DIRECTIONS FOR THIS TASK ▸ Search the records for the string "cabinet". Copy each line where it occurs.
::::::
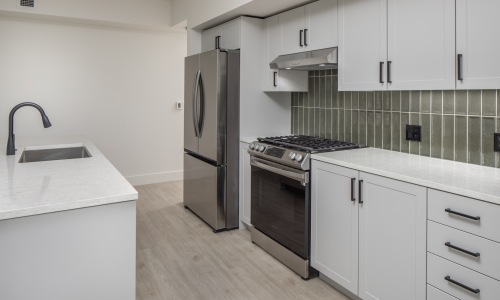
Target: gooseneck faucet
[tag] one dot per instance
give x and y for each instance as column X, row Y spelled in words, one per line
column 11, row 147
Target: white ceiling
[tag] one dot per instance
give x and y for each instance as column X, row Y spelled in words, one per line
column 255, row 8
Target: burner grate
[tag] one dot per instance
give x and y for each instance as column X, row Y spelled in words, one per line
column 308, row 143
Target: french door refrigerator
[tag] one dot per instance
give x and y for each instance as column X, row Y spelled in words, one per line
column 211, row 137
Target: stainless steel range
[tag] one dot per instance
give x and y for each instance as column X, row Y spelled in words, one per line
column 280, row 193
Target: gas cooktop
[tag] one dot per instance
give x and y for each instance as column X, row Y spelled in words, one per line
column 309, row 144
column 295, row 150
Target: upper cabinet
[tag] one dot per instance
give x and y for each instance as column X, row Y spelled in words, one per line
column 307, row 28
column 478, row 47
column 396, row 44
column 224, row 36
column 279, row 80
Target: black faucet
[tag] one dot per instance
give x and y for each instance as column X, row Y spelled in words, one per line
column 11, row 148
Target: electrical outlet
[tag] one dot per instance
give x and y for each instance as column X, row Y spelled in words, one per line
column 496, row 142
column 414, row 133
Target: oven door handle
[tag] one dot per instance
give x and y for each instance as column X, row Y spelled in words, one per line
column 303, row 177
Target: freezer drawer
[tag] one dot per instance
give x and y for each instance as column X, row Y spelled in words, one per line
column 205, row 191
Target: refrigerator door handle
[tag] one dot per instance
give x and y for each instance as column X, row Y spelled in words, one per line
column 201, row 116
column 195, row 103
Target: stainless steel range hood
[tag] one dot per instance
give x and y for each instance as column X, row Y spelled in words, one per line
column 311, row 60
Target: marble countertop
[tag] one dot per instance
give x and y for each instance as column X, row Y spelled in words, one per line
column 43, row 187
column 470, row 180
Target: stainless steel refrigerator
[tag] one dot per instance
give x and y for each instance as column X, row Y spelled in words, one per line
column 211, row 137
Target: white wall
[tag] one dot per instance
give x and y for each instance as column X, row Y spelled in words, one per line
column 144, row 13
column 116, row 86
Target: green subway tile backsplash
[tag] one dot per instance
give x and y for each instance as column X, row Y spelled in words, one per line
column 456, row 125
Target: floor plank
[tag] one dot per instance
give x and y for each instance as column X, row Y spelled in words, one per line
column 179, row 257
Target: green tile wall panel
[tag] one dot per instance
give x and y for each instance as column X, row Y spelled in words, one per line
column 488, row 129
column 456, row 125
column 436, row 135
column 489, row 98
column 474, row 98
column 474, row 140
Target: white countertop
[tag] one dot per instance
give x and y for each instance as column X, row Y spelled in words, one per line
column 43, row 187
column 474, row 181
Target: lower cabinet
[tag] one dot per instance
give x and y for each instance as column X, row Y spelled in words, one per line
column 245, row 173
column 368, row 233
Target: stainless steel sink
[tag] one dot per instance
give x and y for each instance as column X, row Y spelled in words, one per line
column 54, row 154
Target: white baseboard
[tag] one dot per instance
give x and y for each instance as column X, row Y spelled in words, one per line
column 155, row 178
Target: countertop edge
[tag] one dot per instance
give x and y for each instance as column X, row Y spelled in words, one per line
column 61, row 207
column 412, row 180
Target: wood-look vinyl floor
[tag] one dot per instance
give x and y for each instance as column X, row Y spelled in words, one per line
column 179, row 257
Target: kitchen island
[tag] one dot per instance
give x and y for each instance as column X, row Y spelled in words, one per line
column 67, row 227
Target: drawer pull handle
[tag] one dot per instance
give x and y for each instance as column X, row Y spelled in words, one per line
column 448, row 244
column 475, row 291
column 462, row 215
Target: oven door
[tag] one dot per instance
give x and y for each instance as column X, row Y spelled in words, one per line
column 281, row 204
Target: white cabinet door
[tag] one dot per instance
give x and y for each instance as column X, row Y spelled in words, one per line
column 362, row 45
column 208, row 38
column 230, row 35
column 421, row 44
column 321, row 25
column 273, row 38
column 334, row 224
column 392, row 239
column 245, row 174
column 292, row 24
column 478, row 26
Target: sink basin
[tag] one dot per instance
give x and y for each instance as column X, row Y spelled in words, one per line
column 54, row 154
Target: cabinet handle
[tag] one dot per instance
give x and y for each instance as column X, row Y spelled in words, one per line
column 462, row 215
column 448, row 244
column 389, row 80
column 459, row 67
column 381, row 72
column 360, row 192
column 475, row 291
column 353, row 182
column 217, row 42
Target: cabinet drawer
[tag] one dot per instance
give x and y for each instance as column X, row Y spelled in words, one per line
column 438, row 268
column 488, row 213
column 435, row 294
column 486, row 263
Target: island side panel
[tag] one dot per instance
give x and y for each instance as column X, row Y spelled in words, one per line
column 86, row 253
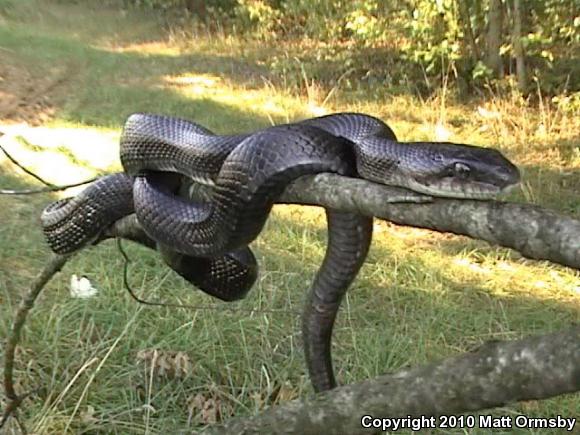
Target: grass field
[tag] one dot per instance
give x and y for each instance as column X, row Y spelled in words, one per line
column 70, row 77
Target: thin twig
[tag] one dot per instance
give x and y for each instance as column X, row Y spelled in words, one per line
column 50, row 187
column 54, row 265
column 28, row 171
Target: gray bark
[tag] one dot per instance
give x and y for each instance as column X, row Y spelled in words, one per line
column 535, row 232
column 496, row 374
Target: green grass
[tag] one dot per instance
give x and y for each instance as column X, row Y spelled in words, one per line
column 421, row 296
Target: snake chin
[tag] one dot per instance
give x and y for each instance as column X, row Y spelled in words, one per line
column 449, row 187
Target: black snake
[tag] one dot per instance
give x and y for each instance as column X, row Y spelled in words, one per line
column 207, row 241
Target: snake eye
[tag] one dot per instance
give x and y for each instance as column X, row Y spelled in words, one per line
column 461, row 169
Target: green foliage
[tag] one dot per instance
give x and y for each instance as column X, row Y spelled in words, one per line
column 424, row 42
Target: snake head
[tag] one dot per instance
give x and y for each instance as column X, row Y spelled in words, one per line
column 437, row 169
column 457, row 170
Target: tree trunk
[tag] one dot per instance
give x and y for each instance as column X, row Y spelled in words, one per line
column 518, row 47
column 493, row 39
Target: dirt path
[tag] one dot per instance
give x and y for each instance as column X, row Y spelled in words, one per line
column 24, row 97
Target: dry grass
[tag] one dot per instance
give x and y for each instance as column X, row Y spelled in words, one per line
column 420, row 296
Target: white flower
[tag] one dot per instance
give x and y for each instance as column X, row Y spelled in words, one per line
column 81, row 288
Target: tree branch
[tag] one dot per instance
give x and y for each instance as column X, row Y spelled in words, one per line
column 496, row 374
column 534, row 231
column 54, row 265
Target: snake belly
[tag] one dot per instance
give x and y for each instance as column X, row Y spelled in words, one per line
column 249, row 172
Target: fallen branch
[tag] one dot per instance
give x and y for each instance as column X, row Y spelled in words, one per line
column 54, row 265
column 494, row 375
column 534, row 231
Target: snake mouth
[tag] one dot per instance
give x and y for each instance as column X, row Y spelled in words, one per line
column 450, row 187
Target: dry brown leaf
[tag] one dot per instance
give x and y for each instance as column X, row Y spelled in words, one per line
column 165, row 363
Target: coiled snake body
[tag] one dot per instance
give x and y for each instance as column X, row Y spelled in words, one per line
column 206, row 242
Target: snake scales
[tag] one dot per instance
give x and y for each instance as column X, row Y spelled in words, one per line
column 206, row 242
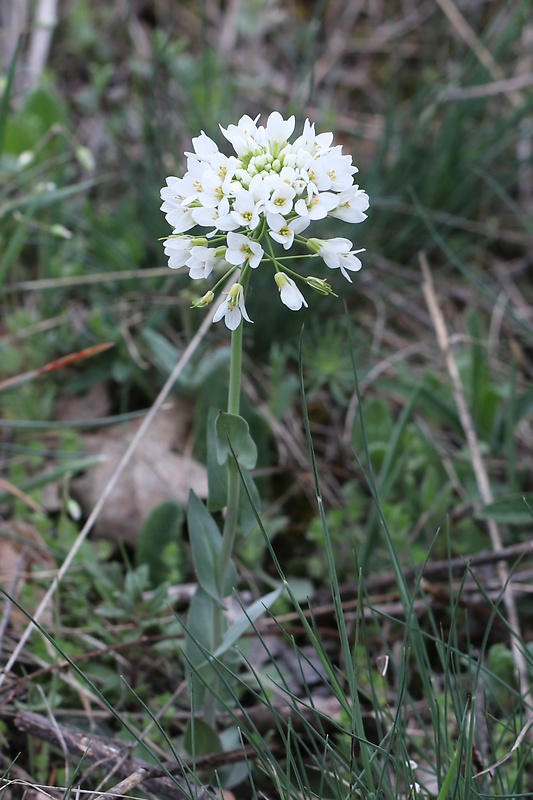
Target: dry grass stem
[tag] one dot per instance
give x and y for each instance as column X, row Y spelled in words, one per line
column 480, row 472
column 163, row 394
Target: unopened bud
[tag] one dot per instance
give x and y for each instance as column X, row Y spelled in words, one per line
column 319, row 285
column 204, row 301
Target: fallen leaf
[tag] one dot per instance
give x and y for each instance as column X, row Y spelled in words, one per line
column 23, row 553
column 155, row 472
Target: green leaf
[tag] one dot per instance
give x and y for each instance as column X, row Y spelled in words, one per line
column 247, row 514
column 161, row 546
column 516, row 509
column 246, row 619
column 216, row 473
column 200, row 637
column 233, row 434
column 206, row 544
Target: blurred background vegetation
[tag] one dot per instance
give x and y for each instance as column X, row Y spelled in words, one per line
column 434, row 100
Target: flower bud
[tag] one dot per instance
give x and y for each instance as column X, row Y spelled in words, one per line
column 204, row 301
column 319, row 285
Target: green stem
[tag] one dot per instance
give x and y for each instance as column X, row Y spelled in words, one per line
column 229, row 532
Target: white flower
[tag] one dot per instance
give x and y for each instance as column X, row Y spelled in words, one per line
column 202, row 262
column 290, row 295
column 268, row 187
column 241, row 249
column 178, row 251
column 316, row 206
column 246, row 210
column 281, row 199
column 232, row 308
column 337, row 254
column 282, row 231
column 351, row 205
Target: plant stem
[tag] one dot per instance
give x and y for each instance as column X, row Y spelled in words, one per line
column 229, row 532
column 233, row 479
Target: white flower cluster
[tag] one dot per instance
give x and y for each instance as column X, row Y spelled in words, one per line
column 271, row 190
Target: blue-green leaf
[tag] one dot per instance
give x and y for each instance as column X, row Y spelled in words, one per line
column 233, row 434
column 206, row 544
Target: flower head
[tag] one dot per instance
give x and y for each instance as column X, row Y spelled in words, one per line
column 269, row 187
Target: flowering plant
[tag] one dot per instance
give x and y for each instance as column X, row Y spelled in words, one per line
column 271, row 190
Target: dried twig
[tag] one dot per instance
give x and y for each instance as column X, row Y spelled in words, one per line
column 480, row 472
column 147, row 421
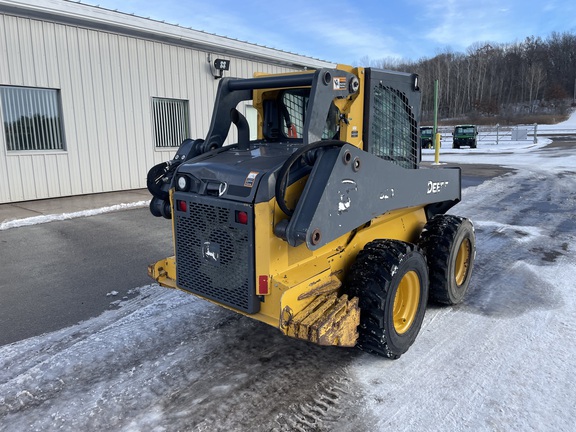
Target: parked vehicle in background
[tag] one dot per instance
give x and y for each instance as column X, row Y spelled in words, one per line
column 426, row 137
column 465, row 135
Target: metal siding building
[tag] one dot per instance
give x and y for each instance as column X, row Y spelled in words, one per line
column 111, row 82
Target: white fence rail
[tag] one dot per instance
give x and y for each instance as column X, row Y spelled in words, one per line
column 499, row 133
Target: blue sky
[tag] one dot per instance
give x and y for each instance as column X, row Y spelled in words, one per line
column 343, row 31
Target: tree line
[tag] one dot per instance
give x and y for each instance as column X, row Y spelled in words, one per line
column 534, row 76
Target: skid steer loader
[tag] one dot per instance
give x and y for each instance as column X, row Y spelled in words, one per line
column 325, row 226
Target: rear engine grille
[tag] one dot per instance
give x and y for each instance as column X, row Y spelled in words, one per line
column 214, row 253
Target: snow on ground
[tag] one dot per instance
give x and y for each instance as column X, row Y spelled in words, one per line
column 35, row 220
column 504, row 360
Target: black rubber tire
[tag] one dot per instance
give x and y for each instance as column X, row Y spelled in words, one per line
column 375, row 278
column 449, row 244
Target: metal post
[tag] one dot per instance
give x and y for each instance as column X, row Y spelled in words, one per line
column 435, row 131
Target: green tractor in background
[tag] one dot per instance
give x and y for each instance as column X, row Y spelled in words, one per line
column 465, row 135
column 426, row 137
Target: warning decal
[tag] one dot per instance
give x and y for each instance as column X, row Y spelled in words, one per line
::::::
WRITTEN ANSWER ▸
Target: upper cabinet
Target: lower cabinet
Target: white cabinet door
Target: cabinet handle
Target: cabinet drawer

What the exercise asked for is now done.